◆ EXERCISE PROMPT
Reproduce the rows below with "graduation gown" swapped for "academic robe" wherever it appears, keeping everything else unchanged. Leave the pictures out.

◆ RECORDED INFORMATION
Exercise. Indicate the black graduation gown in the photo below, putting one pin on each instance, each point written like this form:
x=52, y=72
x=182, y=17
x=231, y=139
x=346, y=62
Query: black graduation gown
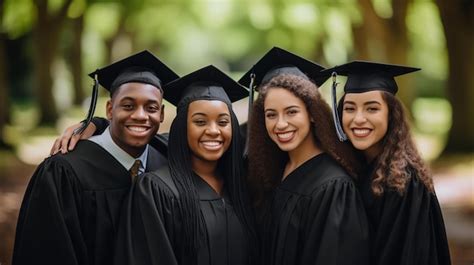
x=151, y=230
x=71, y=208
x=316, y=216
x=405, y=229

◆ SOLUTION TO THE EXERCISE
Exercise. Indicate the black academic robe in the photo below, putting one pin on each instance, each point written like this form:
x=52, y=72
x=182, y=17
x=231, y=139
x=346, y=62
Query: black academic robe
x=151, y=230
x=71, y=208
x=316, y=216
x=405, y=229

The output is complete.